- Written problem -
Please swap "marker" for "point" throughout the material below and reproduce it with nothing else changed, leaving out the pictures.

- Material to process -
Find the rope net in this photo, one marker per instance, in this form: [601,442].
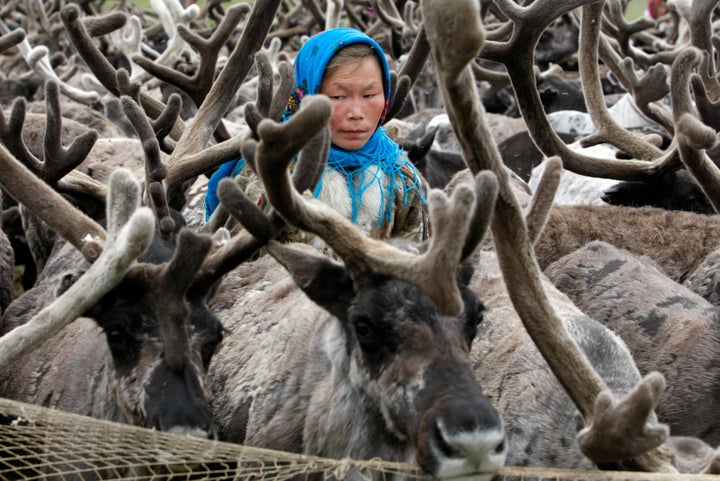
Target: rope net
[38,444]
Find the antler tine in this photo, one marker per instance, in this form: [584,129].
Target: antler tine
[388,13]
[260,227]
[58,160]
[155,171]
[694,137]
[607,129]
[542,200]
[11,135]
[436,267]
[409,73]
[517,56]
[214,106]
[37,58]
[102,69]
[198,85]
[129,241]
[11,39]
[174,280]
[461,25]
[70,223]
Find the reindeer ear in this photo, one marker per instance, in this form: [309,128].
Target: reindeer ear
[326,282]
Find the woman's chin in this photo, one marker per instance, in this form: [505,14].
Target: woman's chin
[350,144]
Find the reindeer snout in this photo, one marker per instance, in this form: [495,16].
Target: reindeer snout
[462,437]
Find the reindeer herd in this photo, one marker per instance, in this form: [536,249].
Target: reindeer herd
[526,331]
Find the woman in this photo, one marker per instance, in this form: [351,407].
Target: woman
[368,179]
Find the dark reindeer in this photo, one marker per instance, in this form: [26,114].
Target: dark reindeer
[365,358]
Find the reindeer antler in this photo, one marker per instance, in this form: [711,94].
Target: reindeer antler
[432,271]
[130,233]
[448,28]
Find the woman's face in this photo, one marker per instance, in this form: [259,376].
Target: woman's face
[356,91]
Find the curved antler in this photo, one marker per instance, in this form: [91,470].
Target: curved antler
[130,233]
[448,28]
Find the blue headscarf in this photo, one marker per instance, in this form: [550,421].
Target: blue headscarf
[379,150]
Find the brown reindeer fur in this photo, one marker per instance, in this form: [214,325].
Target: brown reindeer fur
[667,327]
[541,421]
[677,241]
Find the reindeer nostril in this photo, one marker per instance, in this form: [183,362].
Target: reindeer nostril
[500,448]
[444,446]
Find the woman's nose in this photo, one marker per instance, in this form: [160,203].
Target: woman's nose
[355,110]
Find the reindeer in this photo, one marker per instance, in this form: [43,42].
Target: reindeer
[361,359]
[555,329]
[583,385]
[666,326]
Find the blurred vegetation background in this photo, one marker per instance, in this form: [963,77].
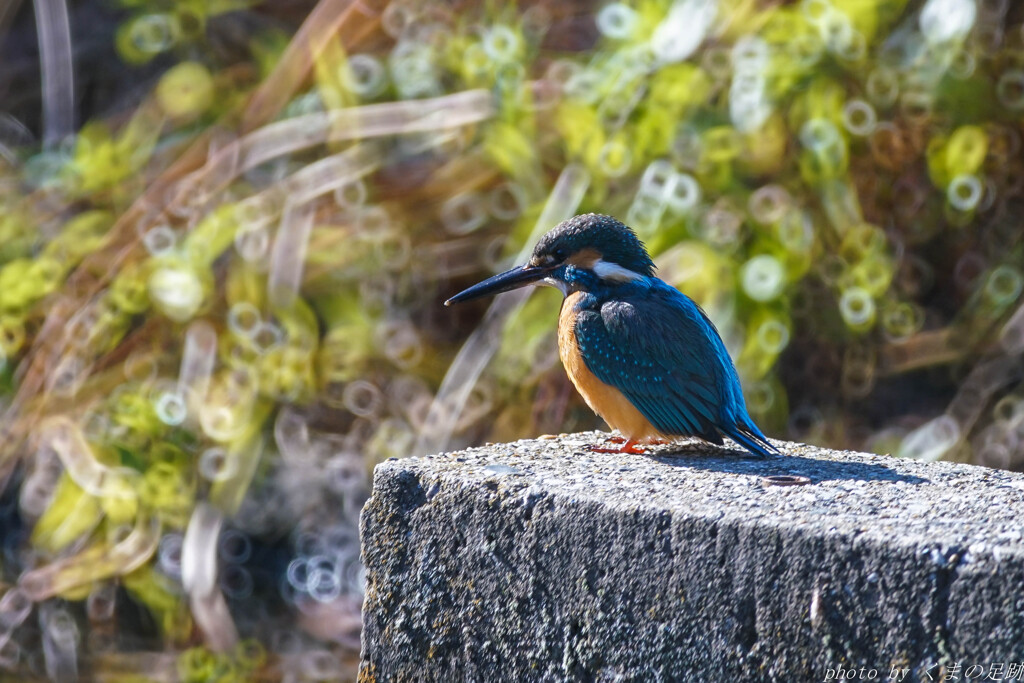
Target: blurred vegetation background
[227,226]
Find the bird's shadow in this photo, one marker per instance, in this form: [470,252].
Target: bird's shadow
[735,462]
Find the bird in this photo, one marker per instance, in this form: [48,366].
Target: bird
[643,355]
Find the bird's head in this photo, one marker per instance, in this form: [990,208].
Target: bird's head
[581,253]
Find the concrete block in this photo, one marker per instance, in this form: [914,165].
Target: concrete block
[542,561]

- Task solution -
Find the rope net in this photo, one point per instance, in this form: [601,442].
Target: rope net
[38,444]
Find the antler tine in this photo, one point per instance, in this form: [584,129].
Target: antler tine
[388,13]
[260,227]
[58,160]
[155,171]
[694,137]
[607,129]
[542,200]
[11,135]
[436,267]
[409,73]
[517,56]
[214,106]
[37,58]
[102,69]
[198,85]
[129,241]
[11,39]
[174,280]
[461,25]
[70,223]
Find the reindeer ear in this photo, one point per instance, in this form: [309,128].
Target: reindeer ear
[326,282]
Find the woman's chin in this photo, one point per instance, in this form: [505,14].
Target: woman's chin
[350,144]
Find the reindeer snout in this photo, one point per instance, in this form: [495,16].
Target: reindeer snout
[462,437]
Find the reindeer herd in this photo, one point per instance, in this form: [536,249].
Target: reindeer herd
[526,331]
Find the woman in this photo, one point per instance, in this form: [351,407].
Target: woman
[368,179]
Find the dark reindeer in this photo, one point per instance, in this form: [26,114].
Target: dark reindeer
[365,358]
Find the reindeer antler in this photo, one point per instance, in this form: [711,94].
Target: reindeer antler
[432,271]
[130,233]
[448,28]
Find the woman's face in this photo, one point per instance, in this form: [259,376].
Target: woman's face
[356,91]
Find the curved antler in this photo, one point per instance, in this form: [91,470].
Target: curved antler
[130,233]
[448,28]
Find the blue headscarf in this photo, one point per instance, in this form: [550,421].
Target: blue headscarf
[379,150]
Find the brown reindeer fur in this photo, one point per instance, in this form: [214,325].
Target: brown reindeer fur
[667,327]
[541,421]
[677,241]
Find the reindeer nostril in this photo, one point per instance, in this form: [183,362].
Target: reindeer nostril
[500,448]
[444,446]
Find the woman's nose in this photo, one point per instance, in this form: [160,203].
Target: woman's nose
[355,110]
Find the reindeer in this photo, one point per instance, in this form: [43,42].
Target: reindeer
[361,359]
[555,329]
[583,385]
[666,326]
Find the blurred vegetation background in this photo, one point per instance, in this form: [963,77].
Target: blurred vegetation background
[227,226]
Find the bird's shadow in this photo, one point per instance, in this form: [470,252].
Target: bird's shadow
[735,462]
Find the bird in this photo, one point per instance, in this form: [48,366].
Target: bird
[643,355]
Find the bird's head in this photo, one point per instance, in this form: [990,208].
Target: bird's head
[581,253]
Find the concrete block in this photo, one point per instance, in this form: [914,165].
Target: concrete block
[542,561]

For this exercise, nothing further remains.